§ **Stated problem**
Repeat the whole listing below word for word, leaving out the pictures.

* Start Data for processing *

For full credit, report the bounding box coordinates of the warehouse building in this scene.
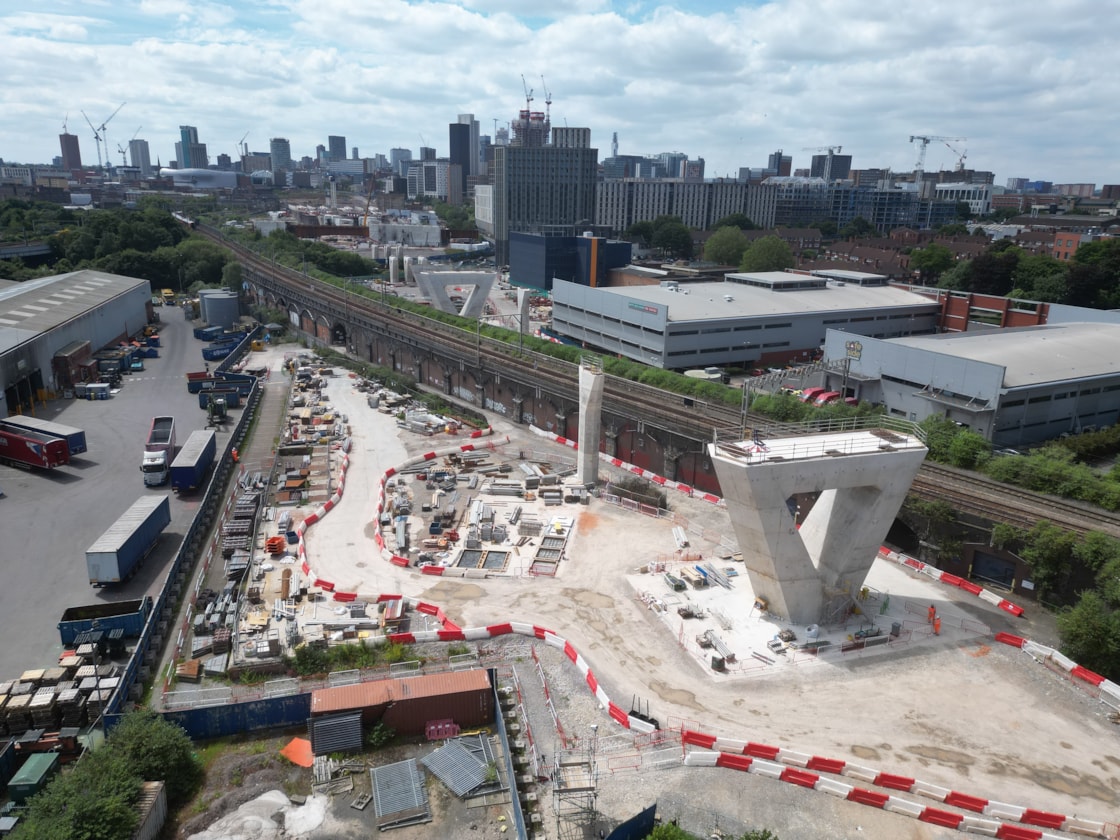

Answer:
[0,271,152,416]
[552,271,940,370]
[824,323,1120,447]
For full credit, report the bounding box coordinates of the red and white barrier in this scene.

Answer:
[879,545,1023,617]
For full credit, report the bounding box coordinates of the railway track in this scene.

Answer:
[199,227,1120,539]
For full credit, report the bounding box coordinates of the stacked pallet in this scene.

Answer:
[27,685,58,729]
[57,688,86,727]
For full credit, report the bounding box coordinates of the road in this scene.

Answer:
[0,307,234,681]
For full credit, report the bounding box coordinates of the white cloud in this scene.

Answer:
[0,0,1120,184]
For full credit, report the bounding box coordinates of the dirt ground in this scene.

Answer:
[165,344,1120,840]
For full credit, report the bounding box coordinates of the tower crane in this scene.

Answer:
[82,111,101,170]
[909,134,968,198]
[97,102,129,172]
[541,75,552,120]
[521,73,533,112]
[945,143,969,172]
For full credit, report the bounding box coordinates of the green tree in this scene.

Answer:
[909,242,953,284]
[840,216,877,240]
[703,225,750,265]
[739,234,797,271]
[109,710,203,805]
[1057,590,1120,680]
[711,213,758,231]
[937,260,972,291]
[1019,520,1077,596]
[653,222,692,260]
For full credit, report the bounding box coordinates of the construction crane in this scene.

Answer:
[802,146,843,183]
[541,75,548,124]
[521,73,533,113]
[911,134,968,198]
[97,102,129,172]
[82,111,101,170]
[945,143,969,172]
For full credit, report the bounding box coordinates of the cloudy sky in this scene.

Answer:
[0,0,1120,186]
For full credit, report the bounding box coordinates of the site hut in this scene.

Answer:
[552,271,940,370]
[824,323,1120,447]
[0,271,153,416]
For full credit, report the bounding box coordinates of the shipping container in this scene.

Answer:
[58,596,151,645]
[85,496,171,587]
[171,429,217,493]
[311,669,494,735]
[3,414,86,457]
[8,753,58,805]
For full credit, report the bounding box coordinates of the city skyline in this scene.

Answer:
[0,0,1120,186]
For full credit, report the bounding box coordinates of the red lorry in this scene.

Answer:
[0,422,69,469]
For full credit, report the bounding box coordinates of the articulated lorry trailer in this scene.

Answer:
[3,414,86,458]
[58,596,151,645]
[171,430,217,493]
[0,421,69,469]
[140,417,175,487]
[85,496,171,587]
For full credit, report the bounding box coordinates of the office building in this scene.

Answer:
[175,125,209,169]
[58,132,82,172]
[476,131,598,265]
[129,140,152,178]
[595,178,777,235]
[327,134,346,160]
[269,137,292,172]
[389,149,412,176]
[809,152,851,184]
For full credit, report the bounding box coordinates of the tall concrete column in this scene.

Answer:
[576,356,603,484]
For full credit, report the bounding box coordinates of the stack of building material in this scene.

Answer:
[27,685,58,729]
[214,627,233,655]
[57,689,85,726]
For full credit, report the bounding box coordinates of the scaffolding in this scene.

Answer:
[552,725,599,840]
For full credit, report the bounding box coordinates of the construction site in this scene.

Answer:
[159,342,1120,840]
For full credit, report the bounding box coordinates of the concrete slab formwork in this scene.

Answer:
[576,356,603,485]
[708,429,926,624]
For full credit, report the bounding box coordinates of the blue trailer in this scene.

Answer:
[3,414,86,457]
[171,430,217,493]
[85,496,171,587]
[58,596,151,645]
[198,388,241,410]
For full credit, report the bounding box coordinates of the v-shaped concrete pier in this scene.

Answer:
[708,429,926,624]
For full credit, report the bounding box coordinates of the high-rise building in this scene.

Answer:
[58,132,82,172]
[269,137,292,172]
[809,152,851,183]
[389,149,412,176]
[175,125,209,169]
[327,134,346,160]
[129,140,151,178]
[766,149,793,175]
[447,114,478,195]
[476,131,599,265]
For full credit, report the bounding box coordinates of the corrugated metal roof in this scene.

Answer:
[311,669,489,715]
[307,711,362,755]
[0,270,150,353]
[420,740,486,796]
[370,758,431,828]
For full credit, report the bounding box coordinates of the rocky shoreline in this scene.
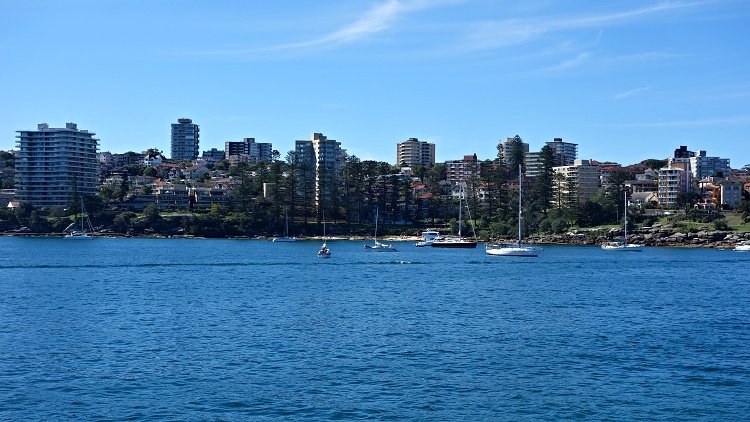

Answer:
[5,229,750,249]
[529,229,750,249]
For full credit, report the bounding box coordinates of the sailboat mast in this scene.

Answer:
[518,164,523,245]
[623,191,628,245]
[458,180,464,239]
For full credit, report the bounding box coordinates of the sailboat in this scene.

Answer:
[273,208,297,242]
[485,165,542,257]
[65,197,94,239]
[432,182,477,249]
[602,192,643,252]
[365,207,398,252]
[318,215,331,258]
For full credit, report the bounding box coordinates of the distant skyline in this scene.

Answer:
[0,0,750,168]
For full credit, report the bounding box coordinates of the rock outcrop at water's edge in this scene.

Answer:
[528,229,750,249]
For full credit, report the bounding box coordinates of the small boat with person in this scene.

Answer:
[318,216,331,258]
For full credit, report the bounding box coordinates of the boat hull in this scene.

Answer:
[432,240,477,249]
[602,245,643,252]
[485,246,541,258]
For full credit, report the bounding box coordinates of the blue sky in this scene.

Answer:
[0,0,750,168]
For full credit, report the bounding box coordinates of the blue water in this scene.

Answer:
[0,237,750,421]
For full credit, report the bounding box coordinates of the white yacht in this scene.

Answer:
[414,230,445,248]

* End Data for processing *

§ **Answer in full**
For full credit, report the bounding box coordinates of the warehouse building in this scene.

Answer:
[0,271,152,416]
[552,271,940,370]
[824,323,1120,447]
For full credit, report the bounding box coordinates of the red and white barrier in this scene.

Answer:
[879,545,1023,617]
For full credit, report the bounding box coordinates of the railway track in this scene.

Answer:
[199,227,1120,539]
For full credit, report the bounding box coordinates of the stacked pallet in this scene.

Answer:
[27,685,58,729]
[57,688,86,727]
For full credit, report the bounding box coordinates of the road in this scene.

Answer:
[0,307,234,681]
For full credit, report the bounding box coordinates of the white cloud in this scene.

Answer:
[0,0,1120,184]
For full credit, report the bounding box coordinates of the dirt ground in this scene.

Answer:
[165,344,1120,840]
For full credit, report the bounding box coordinates of the tower crane in this scene.

Answer:
[82,111,101,170]
[909,134,968,198]
[97,102,129,172]
[541,75,552,120]
[521,73,533,112]
[945,143,969,172]
For full credit, report the bounding box coordinates of the green tree in this scene.

Answer:
[909,242,953,284]
[840,216,877,240]
[703,225,750,265]
[739,234,797,271]
[109,710,203,805]
[1057,590,1120,680]
[711,213,758,231]
[937,260,972,291]
[1019,520,1077,596]
[653,222,692,260]
For full credit, report the bounding box coordinates of the construction crane in this scene.

Answer:
[802,146,843,183]
[541,75,548,124]
[521,73,533,113]
[911,134,968,198]
[97,102,129,172]
[82,111,101,170]
[945,143,969,172]
For full credit, report the bounding box coordinates of the cloudy sky in this scene.

Answer:
[0,0,1120,186]
For full credit, report the bounding box coordinates of the site hut in this scene.

Answer:
[552,271,940,370]
[824,323,1120,447]
[0,271,153,416]
For full credit, report the bounding box coordinates of the shipping container in this scene.

Answer:
[58,596,151,645]
[85,496,171,587]
[171,429,217,493]
[311,669,494,735]
[3,414,86,457]
[8,753,58,805]
For full credit, report the bounding box coordinates of the city skyline in this scene.

Answer:
[0,0,1120,186]
For full credit, report the bounding box coordinates of the red lorry in this scene.

Answer:
[0,422,69,469]
For full credit, report the bounding box coordinates of the articulated lorry trailer in this scene.

Answer:
[3,414,86,458]
[58,596,151,645]
[171,430,217,493]
[0,421,69,469]
[140,417,175,487]
[85,496,171,587]
For full credit, report the bounding box coordinates of the office building in this scene.

Answer:
[175,125,209,169]
[58,132,82,172]
[476,131,598,265]
[129,140,152,178]
[595,178,777,235]
[327,134,346,160]
[269,137,292,172]
[389,149,412,176]
[809,152,851,184]
For full credit, report the bounding box coordinates of the tall concrete column in this scene.

Answer:
[576,356,603,484]
For full credit, report the bounding box coordinates of the stack of building material in this scene.

Answer:
[27,685,58,729]
[214,627,233,655]
[57,689,85,726]
For full credit, report the bounding box coordinates of the scaffolding in this scene.

Answer:
[552,725,599,840]
For full credit, report the bounding box coordinates of the construction site in this scene.

Answer:
[159,342,1120,840]
For full credit, report the bounding box coordinates of the concrete slab formwork in this scene.

Answer:
[576,356,603,485]
[708,429,926,624]
For full credit, report the bounding box coordinates of the blue trailer in this scene.

Answer:
[3,414,86,457]
[171,430,217,493]
[85,496,171,587]
[58,596,151,645]
[198,388,241,410]
For full credit, report the bounding box coordinates of the v-shaped concrete pier in this scene.

Answer:
[708,429,926,624]
For full credit, report the bounding box coordinates of the high-rise building in this scene.

Answer:
[58,132,82,172]
[269,137,292,172]
[809,152,851,183]
[389,149,412,176]
[175,125,209,169]
[327,134,346,160]
[129,140,151,178]
[766,149,793,175]
[447,114,478,195]
[476,131,599,265]
For full credit, report the bounding box coordinates of the corrugated metal roof in this scene.

Answer:
[311,669,489,715]
[307,711,362,755]
[0,270,150,353]
[420,740,486,796]
[370,758,431,828]
For full credit, report the bounding box coordinates of the rocky shoreline in this scene.

Answer:
[5,229,750,249]
[529,229,750,249]
For full credit, report the bounding box coordinates of the sailboat mast in this scene.

Answer:
[518,164,523,245]
[623,191,628,245]
[458,180,464,239]
For full credit, report the bounding box coordinates of the sailboat in this scene.

Answer:
[273,208,297,242]
[485,165,542,257]
[65,197,94,239]
[432,182,477,249]
[602,192,643,252]
[365,207,398,252]
[318,215,331,258]
For full credit, report the bounding box coordinates of the distant skyline in this scene.

Answer:
[0,0,750,168]
For full credit, report the bounding box coordinates of the rock outcrop at water's edge in this scene.

Answer:
[528,229,750,249]
For full credit, report the bounding box coordinates of the small boat with person in this scene.

Answer:
[318,216,331,258]
For full credit, report the bounding box coordinates of the boat hull in this scene.

Answer:
[432,240,477,249]
[602,245,643,252]
[485,246,541,258]
For full credit, report the bounding box coordinates of the blue sky in this scene.

Answer:
[0,0,750,168]
For full credit, report the bounding box coordinates of the blue water in this scene.

Answer:
[0,237,750,421]
For full credit, report the bounding box coordinates of the white yacht in this scene.

Answer:
[414,230,445,248]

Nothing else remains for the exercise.